Exercise brief: Your answer should consist of each line from the data below that contains "mask".

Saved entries
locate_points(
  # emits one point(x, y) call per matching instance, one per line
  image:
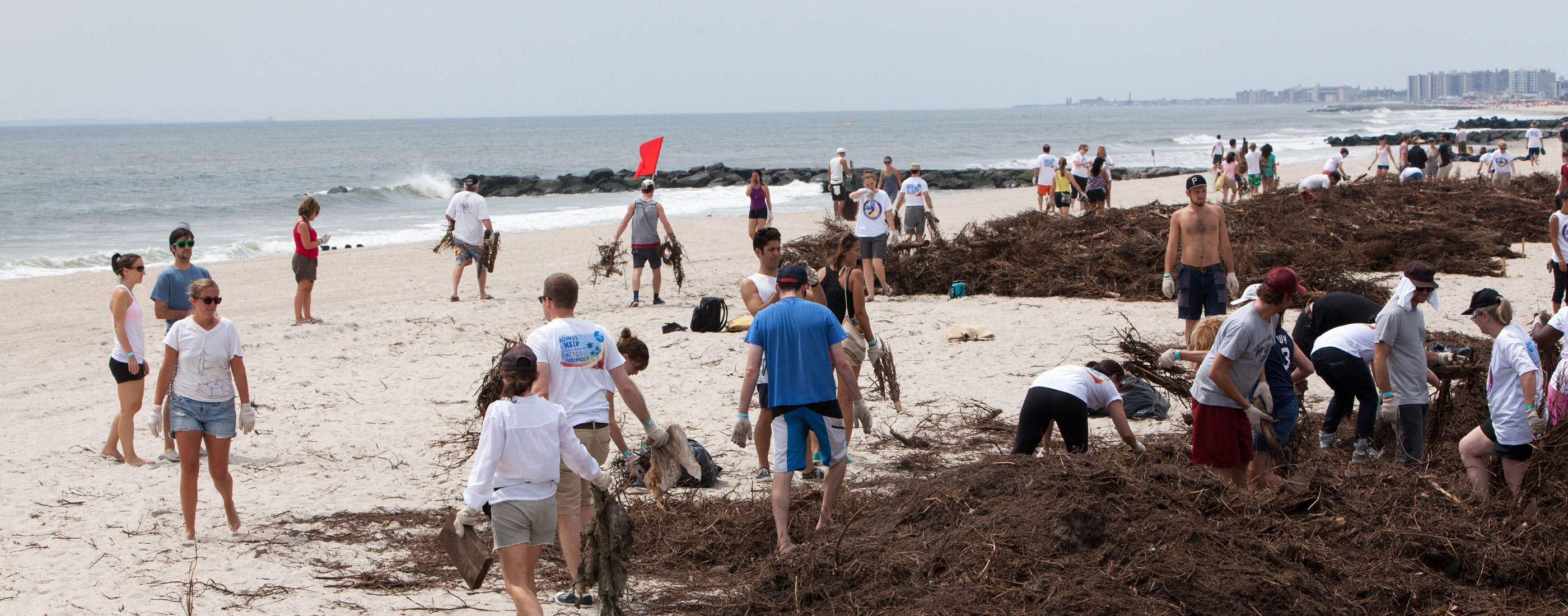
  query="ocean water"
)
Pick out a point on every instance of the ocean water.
point(69, 197)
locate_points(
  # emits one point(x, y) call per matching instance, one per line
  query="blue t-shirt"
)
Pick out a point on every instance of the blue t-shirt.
point(1277, 369)
point(173, 287)
point(797, 339)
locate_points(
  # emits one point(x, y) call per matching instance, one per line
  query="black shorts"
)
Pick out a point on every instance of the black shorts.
point(122, 372)
point(1512, 452)
point(648, 254)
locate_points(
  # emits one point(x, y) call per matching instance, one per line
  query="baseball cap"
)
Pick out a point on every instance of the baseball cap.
point(792, 273)
point(520, 358)
point(1482, 300)
point(1421, 275)
point(1249, 295)
point(1283, 281)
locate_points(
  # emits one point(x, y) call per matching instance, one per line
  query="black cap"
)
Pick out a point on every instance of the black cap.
point(792, 273)
point(1421, 275)
point(520, 358)
point(1484, 298)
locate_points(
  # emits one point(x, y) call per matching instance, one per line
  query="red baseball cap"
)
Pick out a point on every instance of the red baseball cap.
point(1283, 281)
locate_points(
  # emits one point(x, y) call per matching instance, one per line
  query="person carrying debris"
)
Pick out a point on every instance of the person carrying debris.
point(1514, 395)
point(515, 474)
point(1065, 395)
point(1220, 409)
point(1399, 361)
point(804, 348)
point(577, 364)
point(1198, 230)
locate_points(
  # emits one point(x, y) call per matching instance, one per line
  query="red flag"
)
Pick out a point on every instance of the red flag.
point(650, 152)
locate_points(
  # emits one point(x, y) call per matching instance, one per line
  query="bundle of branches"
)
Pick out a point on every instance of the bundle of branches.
point(1337, 245)
point(612, 258)
point(673, 256)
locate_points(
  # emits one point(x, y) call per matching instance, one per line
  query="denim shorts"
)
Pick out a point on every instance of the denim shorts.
point(216, 419)
point(1286, 416)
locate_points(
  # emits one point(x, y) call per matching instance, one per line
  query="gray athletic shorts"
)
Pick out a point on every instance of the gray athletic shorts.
point(522, 522)
point(874, 246)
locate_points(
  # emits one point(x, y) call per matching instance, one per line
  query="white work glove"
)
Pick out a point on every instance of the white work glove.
point(742, 432)
point(156, 422)
point(656, 435)
point(863, 416)
point(1388, 411)
point(1258, 419)
point(874, 352)
point(247, 417)
point(466, 518)
point(1263, 399)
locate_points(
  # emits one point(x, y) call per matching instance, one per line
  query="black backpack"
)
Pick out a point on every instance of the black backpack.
point(710, 315)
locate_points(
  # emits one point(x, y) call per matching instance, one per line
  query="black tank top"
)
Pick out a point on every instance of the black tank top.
point(836, 295)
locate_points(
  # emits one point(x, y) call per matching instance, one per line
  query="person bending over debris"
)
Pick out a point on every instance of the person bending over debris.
point(522, 442)
point(1220, 413)
point(1514, 393)
point(1065, 397)
point(1198, 230)
point(804, 348)
point(577, 366)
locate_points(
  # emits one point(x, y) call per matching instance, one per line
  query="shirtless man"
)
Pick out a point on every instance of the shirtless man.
point(1200, 232)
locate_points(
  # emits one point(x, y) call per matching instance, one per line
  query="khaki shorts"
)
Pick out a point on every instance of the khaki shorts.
point(571, 491)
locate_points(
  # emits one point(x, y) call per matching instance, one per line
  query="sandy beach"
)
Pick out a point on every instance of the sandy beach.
point(353, 405)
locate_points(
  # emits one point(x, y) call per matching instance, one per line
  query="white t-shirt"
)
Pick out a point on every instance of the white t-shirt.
point(581, 356)
point(1081, 159)
point(874, 207)
point(1095, 389)
point(1048, 167)
point(914, 190)
point(204, 360)
point(1314, 183)
point(1562, 234)
point(1501, 162)
point(1357, 339)
point(1514, 354)
point(468, 209)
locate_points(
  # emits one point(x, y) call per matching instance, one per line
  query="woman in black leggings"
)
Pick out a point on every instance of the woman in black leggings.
point(1063, 395)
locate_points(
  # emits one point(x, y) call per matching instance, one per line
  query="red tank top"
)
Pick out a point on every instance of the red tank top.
point(300, 245)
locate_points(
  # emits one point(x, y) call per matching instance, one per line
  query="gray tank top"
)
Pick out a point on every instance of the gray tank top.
point(645, 223)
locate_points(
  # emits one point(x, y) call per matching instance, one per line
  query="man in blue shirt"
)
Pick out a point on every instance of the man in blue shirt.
point(171, 303)
point(804, 348)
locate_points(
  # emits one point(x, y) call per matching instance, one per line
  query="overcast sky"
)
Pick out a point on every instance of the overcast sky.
point(330, 60)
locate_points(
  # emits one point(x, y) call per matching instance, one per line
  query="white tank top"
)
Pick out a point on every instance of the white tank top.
point(1562, 234)
point(138, 340)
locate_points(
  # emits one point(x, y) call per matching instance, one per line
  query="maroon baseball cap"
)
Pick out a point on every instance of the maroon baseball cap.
point(1283, 281)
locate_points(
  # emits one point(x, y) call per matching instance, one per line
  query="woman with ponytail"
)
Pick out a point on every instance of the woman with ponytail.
point(128, 361)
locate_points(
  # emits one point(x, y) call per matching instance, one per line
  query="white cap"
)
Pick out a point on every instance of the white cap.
point(1249, 295)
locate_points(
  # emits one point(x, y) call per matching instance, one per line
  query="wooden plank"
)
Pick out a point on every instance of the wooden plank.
point(469, 554)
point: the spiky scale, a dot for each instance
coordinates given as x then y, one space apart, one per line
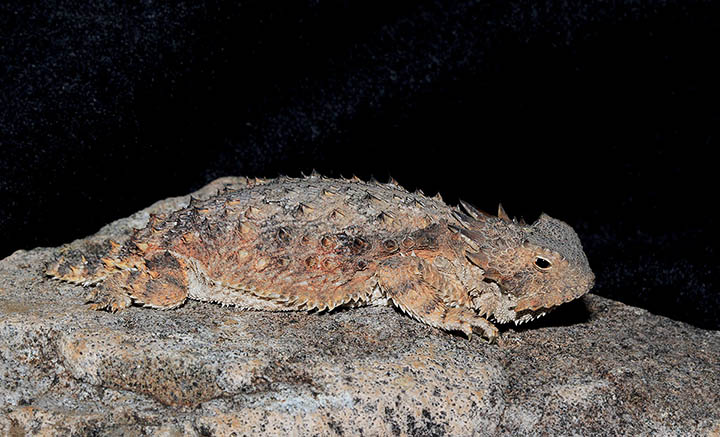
316 244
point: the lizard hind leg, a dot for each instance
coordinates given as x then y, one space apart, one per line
404 284
161 284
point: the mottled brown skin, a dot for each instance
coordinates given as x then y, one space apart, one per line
317 244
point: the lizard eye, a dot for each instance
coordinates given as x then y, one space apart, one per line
542 263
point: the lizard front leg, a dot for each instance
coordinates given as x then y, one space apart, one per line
408 283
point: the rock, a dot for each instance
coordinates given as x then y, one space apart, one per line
592 367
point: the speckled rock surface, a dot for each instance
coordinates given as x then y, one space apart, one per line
593 367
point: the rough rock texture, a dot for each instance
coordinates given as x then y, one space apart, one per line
592 367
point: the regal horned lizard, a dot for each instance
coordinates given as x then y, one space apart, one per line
316 243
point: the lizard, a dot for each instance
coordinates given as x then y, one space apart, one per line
315 244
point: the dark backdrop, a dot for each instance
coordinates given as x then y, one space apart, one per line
599 113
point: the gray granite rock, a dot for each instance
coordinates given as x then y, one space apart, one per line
593 367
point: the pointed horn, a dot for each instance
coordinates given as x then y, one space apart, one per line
502 214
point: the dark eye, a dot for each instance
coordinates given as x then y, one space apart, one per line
542 263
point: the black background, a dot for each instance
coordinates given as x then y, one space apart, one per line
600 113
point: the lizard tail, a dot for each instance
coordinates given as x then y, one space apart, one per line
91 265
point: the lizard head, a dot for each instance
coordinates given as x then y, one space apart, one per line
534 267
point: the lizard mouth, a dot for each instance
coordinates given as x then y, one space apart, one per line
528 315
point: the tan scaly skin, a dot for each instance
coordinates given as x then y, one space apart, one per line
316 244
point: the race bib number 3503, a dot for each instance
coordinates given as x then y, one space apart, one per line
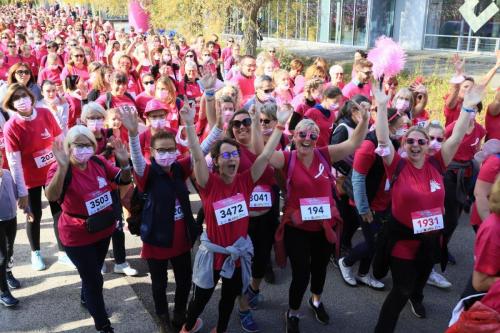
230 209
427 220
313 209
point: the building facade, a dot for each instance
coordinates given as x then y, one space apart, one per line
416 24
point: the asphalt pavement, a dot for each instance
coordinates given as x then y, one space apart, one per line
50 299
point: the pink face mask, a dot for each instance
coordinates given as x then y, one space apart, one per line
82 155
165 159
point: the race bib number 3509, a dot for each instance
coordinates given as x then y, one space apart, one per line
230 209
313 209
427 220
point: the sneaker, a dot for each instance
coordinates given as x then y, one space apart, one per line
125 269
437 280
418 309
253 298
247 322
37 263
320 312
370 281
12 281
8 300
291 323
65 260
197 326
347 273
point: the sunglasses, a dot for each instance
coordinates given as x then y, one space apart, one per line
312 136
23 72
438 139
245 122
421 142
228 155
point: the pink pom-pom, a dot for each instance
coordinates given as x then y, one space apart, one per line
388 58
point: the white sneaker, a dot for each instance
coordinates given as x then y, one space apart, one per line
125 269
370 281
347 273
437 280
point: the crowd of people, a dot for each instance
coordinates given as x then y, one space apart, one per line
116 127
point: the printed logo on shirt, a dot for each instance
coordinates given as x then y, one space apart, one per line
434 186
102 182
45 134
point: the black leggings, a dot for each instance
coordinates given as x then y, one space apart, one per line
261 230
33 228
231 288
309 254
8 231
159 279
409 278
364 251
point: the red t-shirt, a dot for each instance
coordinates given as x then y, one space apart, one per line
488 173
85 185
306 183
487 247
470 144
414 191
34 140
364 157
325 125
492 125
451 115
180 242
215 191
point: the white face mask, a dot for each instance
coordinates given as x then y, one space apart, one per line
158 123
23 104
166 159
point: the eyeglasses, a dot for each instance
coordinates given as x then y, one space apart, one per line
312 136
438 139
227 155
245 122
23 72
421 142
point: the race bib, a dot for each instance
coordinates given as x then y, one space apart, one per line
43 158
427 220
230 209
97 201
261 197
313 209
178 214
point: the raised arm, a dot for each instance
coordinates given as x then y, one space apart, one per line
382 124
471 99
200 167
262 160
340 151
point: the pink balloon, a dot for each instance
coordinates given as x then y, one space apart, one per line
137 16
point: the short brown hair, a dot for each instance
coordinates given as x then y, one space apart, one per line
13 88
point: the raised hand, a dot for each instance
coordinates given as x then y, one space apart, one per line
130 120
62 157
284 113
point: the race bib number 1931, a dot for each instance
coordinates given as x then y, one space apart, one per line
230 209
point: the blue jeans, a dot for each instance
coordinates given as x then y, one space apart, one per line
88 259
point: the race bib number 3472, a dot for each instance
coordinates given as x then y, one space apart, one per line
230 209
313 209
427 220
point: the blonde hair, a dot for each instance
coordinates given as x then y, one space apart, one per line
92 106
75 132
495 197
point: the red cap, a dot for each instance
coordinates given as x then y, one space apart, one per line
154 105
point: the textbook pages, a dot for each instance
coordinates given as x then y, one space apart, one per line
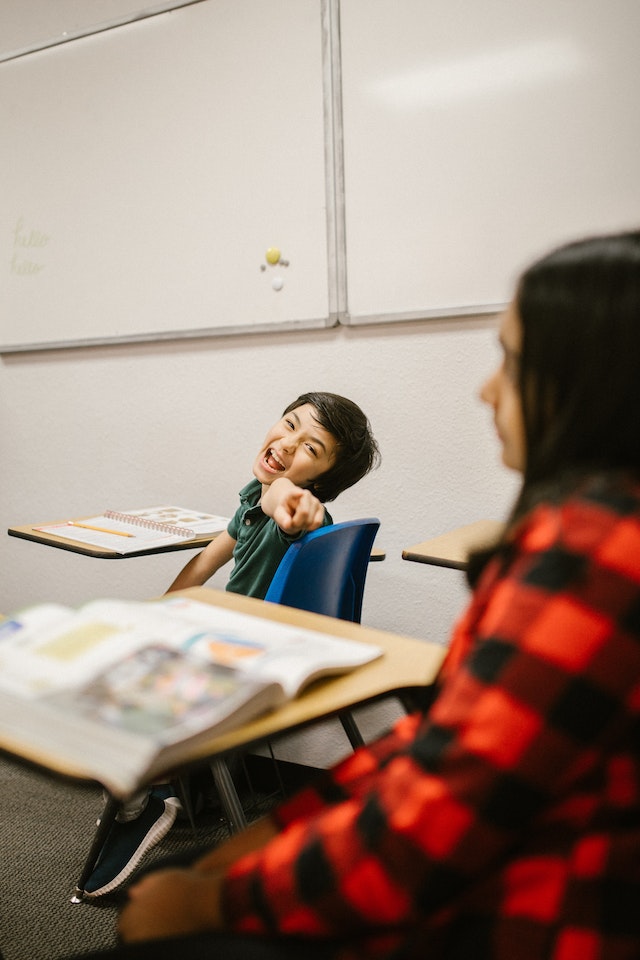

Task output:
point: the pink face mask, a dot for each instance
point: the white face mask, a dot for each instance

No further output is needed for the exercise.